-------- Records provided --------

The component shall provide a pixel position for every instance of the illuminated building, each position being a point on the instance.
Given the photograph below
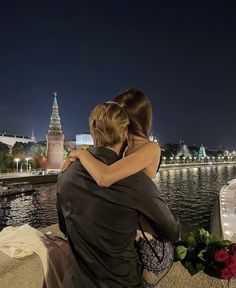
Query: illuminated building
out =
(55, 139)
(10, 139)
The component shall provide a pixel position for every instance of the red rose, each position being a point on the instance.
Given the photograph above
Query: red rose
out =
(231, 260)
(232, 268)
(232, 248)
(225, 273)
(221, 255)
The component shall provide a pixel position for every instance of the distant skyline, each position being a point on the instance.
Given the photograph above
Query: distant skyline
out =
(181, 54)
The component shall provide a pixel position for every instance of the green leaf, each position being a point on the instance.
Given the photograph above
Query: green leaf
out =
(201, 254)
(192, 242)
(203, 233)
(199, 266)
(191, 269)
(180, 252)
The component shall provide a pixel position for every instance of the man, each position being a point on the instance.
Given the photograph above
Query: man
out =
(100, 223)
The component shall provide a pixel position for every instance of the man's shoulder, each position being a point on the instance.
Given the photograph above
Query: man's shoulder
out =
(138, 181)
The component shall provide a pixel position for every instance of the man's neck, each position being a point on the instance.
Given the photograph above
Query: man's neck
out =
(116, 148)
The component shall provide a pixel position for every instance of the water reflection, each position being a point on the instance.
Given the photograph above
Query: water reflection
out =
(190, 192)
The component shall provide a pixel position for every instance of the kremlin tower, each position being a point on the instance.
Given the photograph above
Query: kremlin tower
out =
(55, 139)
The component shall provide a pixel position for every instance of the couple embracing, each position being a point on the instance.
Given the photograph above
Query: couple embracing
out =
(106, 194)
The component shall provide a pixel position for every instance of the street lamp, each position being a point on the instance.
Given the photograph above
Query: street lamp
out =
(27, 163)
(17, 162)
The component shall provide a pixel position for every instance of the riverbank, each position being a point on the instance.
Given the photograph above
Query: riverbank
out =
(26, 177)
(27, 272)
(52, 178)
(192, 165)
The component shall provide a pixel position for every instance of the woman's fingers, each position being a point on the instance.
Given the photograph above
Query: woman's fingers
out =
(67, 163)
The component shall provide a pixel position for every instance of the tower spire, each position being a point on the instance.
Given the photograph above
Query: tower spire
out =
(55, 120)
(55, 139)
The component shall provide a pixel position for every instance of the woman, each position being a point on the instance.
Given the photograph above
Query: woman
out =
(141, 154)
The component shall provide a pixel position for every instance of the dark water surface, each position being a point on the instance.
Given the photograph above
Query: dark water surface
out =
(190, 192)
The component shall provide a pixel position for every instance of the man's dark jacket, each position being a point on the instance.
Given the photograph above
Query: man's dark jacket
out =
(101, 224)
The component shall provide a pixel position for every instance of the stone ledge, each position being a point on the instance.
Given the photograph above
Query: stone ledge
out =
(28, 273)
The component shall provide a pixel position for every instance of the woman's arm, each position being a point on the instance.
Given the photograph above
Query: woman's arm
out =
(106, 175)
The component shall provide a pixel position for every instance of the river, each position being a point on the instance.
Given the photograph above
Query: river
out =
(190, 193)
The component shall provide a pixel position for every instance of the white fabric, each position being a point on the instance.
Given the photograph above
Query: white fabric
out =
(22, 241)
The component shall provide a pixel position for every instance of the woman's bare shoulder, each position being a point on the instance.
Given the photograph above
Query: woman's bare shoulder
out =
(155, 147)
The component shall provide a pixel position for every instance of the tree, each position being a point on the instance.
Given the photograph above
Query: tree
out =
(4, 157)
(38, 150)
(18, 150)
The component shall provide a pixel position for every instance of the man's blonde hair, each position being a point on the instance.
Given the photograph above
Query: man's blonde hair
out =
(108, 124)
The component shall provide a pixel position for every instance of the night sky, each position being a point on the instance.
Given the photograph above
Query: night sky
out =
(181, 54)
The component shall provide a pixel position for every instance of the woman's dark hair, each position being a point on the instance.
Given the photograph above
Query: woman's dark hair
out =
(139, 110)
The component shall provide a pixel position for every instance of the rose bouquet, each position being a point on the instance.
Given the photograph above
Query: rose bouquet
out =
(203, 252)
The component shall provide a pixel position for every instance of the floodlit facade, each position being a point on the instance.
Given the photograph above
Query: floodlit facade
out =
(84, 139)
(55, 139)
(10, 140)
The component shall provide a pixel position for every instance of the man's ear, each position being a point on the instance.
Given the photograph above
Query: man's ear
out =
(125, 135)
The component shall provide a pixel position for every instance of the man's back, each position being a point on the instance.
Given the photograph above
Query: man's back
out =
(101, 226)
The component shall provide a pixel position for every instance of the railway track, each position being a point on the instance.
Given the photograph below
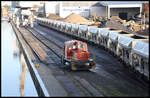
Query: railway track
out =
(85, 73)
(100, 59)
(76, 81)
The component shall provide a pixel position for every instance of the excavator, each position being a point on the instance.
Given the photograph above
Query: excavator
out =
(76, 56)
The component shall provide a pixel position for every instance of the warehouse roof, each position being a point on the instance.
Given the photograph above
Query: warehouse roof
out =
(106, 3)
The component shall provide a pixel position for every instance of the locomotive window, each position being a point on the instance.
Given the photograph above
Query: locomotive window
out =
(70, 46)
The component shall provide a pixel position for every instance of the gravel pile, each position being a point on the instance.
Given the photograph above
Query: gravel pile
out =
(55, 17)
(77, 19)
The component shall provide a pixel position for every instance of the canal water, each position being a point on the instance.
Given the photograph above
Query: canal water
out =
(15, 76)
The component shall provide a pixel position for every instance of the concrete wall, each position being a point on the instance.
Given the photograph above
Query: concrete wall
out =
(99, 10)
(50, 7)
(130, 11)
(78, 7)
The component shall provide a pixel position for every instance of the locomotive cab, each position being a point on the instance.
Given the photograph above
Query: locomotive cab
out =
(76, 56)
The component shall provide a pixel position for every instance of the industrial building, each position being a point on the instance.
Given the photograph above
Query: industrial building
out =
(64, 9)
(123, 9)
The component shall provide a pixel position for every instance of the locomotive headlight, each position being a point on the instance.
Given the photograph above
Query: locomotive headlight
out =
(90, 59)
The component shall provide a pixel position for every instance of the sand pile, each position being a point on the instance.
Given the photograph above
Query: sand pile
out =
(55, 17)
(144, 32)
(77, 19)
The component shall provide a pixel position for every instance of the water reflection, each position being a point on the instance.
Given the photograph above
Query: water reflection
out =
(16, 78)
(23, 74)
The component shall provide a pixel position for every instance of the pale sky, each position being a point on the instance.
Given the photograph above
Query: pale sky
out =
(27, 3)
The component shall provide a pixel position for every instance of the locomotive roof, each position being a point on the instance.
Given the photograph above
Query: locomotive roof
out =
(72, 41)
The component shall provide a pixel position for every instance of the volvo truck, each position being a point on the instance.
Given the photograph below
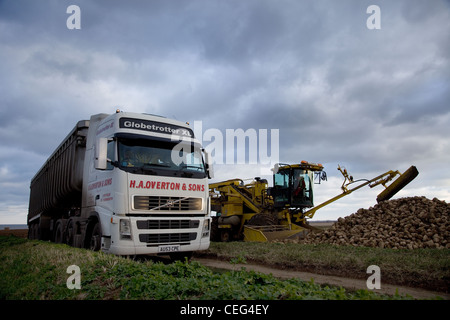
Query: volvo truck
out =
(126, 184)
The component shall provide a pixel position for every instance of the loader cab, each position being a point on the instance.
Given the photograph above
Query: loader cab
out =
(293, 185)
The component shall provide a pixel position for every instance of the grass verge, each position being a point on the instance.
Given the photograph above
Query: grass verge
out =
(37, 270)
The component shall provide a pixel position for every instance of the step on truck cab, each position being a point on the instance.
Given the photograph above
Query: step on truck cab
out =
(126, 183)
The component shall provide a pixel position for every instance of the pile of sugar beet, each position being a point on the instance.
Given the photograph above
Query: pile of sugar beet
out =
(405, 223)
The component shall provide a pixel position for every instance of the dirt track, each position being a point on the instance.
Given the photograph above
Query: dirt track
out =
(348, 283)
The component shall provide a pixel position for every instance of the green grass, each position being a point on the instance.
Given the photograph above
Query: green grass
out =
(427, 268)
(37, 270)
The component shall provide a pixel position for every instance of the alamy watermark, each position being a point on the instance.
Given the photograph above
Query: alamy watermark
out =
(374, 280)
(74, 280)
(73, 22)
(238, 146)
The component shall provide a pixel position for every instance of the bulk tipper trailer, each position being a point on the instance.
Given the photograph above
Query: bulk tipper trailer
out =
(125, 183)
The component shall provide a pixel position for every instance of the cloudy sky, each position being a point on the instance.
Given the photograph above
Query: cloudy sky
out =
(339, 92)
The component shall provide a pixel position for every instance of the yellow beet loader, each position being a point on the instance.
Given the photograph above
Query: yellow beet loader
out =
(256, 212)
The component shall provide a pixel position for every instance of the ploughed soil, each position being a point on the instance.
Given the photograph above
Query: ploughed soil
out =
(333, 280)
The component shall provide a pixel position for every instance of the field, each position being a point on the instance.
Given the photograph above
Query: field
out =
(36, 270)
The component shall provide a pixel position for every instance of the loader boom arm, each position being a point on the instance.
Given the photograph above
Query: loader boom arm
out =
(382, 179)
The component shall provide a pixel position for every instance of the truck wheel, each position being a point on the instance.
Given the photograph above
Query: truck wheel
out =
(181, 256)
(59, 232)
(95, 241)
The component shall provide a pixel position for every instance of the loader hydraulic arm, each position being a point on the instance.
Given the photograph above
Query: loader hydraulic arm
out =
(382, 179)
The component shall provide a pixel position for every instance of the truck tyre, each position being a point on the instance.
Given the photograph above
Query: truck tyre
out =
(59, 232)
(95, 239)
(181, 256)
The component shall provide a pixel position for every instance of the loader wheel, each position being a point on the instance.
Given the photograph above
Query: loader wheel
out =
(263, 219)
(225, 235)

--------
-------- Records provided --------

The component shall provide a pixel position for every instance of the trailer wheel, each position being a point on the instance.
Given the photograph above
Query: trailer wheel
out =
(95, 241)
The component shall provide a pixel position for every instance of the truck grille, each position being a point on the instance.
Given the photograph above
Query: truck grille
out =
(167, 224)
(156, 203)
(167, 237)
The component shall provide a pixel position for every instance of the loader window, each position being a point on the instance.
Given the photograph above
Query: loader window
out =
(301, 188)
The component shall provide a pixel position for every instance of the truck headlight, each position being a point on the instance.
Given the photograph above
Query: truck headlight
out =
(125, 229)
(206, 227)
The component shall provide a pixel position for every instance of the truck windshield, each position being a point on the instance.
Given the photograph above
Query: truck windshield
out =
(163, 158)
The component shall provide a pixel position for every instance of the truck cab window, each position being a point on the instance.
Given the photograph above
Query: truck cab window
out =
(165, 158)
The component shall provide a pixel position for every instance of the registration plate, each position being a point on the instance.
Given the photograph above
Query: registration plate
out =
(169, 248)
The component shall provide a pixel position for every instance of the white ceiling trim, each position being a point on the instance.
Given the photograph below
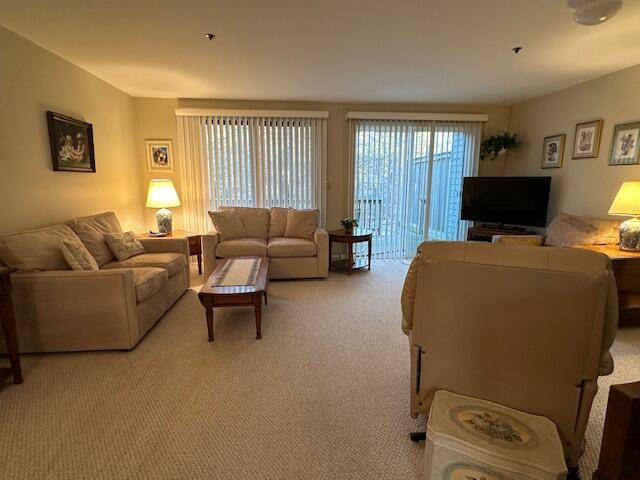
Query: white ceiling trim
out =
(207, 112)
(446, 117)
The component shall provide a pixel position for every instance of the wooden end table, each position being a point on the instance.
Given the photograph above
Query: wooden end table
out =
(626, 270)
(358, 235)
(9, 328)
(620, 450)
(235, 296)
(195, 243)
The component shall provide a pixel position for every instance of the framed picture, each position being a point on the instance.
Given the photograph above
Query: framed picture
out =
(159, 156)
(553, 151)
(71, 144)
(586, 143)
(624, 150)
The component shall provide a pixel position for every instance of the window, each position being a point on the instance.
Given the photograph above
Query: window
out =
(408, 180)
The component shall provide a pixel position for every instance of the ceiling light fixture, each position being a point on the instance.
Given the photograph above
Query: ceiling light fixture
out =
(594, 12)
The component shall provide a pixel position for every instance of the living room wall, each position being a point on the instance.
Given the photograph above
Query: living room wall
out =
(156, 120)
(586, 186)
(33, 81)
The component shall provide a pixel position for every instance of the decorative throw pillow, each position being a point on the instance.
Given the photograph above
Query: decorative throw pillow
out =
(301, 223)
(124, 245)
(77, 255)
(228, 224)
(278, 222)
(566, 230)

--------
-------- Records provided --------

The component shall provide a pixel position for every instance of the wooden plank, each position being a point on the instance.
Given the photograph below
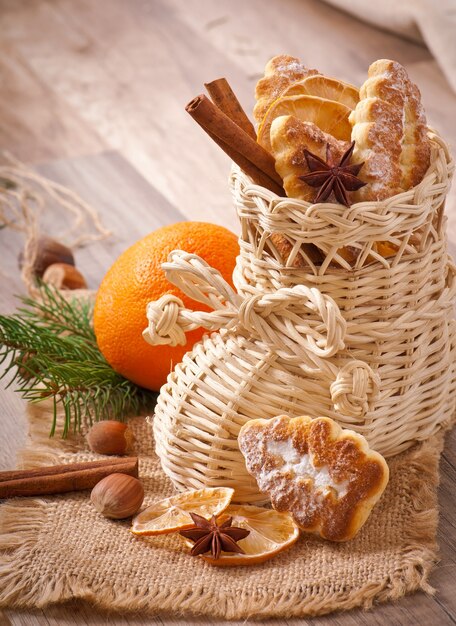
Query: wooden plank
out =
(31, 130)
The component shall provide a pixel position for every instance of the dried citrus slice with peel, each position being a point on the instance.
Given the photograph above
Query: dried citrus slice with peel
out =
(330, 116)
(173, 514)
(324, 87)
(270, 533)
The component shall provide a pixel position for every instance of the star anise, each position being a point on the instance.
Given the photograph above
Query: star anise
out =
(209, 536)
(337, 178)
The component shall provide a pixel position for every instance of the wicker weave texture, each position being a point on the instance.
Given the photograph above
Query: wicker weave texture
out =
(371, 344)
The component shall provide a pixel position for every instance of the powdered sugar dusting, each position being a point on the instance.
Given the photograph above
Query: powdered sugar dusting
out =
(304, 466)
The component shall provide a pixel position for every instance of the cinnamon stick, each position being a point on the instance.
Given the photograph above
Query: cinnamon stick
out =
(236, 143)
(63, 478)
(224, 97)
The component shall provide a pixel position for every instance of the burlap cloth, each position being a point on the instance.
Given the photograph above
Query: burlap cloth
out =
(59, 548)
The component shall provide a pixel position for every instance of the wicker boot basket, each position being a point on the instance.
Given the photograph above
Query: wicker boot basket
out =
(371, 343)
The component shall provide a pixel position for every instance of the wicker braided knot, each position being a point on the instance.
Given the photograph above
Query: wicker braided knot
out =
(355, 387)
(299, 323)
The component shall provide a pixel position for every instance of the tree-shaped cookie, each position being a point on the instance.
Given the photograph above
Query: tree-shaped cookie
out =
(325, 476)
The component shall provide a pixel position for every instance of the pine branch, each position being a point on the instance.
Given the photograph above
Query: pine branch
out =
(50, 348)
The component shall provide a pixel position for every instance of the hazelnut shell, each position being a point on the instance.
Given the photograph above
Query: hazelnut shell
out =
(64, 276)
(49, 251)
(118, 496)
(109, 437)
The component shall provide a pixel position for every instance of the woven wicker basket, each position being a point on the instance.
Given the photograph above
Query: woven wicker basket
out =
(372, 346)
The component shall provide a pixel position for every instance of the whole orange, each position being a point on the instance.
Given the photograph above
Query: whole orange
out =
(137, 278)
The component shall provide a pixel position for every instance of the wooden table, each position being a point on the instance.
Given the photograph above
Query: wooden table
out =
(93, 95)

--------

What you should do:
Say, as a bare number, how many lines in the entries above include the string "plank".

Answer space:
2